**Records**
---------------

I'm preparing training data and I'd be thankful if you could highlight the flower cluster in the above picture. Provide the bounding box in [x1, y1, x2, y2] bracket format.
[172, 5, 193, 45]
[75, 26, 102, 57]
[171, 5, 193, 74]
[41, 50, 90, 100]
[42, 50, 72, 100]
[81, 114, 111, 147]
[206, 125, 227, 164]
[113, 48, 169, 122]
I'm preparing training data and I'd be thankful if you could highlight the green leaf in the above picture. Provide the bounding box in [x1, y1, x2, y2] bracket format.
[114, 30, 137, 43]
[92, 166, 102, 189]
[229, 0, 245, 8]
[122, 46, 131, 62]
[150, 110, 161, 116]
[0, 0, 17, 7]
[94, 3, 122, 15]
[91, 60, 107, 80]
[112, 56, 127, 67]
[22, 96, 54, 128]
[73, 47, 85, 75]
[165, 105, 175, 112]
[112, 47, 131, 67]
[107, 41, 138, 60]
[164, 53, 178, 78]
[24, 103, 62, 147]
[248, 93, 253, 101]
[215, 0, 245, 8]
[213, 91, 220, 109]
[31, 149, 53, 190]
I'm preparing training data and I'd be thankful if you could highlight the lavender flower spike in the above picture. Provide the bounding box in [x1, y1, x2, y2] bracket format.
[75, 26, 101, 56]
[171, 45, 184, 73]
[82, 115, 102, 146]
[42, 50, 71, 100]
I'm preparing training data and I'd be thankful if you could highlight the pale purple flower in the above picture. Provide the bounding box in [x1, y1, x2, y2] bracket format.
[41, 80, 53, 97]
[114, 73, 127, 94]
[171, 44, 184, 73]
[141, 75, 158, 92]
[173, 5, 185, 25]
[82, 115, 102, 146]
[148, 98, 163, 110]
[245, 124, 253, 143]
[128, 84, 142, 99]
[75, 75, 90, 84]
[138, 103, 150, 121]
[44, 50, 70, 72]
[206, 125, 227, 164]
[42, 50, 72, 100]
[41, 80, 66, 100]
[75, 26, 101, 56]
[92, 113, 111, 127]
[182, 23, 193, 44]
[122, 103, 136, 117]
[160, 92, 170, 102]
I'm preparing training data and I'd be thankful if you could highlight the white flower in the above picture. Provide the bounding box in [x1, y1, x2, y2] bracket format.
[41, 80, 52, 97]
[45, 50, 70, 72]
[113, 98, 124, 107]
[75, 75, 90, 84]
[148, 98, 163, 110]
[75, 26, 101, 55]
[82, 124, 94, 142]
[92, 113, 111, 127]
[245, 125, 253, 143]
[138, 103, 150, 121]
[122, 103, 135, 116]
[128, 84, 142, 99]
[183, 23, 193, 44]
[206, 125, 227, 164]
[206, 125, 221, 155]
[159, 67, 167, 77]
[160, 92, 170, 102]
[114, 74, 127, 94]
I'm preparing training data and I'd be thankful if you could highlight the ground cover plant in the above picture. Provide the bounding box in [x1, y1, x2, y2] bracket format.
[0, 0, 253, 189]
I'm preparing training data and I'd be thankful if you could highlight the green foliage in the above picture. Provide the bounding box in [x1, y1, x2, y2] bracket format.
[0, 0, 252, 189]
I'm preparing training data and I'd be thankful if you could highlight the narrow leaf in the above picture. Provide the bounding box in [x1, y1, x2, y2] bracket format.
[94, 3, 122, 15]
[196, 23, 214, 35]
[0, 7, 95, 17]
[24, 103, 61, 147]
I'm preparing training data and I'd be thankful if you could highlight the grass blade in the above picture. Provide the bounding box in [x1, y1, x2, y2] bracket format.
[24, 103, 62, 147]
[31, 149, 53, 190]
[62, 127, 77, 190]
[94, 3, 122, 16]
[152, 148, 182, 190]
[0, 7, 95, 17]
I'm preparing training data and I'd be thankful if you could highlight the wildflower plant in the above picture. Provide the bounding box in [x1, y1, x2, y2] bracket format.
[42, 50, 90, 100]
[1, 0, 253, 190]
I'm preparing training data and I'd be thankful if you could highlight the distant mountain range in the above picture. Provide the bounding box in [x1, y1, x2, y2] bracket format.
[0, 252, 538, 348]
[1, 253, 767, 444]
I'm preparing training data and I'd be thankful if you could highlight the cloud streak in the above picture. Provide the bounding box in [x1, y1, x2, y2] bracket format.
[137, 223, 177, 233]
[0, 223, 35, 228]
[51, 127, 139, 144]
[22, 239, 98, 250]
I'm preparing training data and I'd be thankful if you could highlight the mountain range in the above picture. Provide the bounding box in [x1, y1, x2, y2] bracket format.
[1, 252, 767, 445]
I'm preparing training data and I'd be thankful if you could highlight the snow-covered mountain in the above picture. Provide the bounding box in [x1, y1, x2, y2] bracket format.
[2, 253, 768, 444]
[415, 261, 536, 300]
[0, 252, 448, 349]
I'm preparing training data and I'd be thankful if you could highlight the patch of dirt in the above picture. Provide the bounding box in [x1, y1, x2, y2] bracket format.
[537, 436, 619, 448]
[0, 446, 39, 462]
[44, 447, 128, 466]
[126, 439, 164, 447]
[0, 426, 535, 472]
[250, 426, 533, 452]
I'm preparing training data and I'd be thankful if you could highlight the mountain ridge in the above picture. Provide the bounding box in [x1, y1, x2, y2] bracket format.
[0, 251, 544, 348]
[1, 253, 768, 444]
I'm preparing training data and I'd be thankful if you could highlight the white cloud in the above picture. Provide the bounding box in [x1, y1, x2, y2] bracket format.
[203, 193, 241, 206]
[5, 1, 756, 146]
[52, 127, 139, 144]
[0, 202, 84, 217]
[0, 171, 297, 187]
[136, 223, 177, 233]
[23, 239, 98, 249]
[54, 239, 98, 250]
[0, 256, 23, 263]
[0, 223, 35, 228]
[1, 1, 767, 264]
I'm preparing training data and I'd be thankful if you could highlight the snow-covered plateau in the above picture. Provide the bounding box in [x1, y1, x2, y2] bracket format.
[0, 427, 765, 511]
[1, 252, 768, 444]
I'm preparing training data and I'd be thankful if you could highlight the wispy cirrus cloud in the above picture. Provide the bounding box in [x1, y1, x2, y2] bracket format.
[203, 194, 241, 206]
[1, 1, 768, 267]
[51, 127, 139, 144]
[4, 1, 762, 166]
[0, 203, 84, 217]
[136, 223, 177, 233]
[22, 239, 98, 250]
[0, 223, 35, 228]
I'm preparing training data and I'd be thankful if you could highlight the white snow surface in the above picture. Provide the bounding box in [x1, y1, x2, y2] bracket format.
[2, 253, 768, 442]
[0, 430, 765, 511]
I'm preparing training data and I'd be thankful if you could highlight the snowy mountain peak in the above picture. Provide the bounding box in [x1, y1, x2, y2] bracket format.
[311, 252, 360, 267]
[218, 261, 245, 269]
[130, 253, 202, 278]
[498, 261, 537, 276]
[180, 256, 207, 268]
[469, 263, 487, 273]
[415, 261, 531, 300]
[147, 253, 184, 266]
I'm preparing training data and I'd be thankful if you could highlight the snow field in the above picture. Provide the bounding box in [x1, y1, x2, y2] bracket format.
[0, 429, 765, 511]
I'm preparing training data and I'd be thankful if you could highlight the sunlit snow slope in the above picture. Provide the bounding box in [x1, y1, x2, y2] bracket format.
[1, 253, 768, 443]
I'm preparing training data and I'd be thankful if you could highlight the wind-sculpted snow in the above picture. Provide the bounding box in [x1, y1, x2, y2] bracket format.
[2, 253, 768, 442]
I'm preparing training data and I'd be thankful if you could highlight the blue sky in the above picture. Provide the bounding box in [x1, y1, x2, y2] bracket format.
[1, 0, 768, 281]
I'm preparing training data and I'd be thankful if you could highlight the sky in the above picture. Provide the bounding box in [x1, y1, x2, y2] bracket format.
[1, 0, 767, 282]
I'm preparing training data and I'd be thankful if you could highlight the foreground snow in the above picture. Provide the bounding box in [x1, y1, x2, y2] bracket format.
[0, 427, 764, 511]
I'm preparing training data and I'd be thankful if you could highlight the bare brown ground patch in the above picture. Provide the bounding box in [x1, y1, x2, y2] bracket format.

---------------

**Work required**
Precisely the line with "highlight the foreground" and the lines after it, up to the last line of the entries above, are to be reproduced, and nothing more.

**Output below**
I'm preparing training data and I'd be thankful if you could highlight the foreground snow in the above picture. Provide the bounding box in [x1, y1, x2, y2] bracket format.
[0, 427, 764, 511]
I'm preparing training data and I'd be thankful if you could highlight the bare brown ground patch in the above picture. Provide the bounding box in [x1, y1, x2, y2] bracket format.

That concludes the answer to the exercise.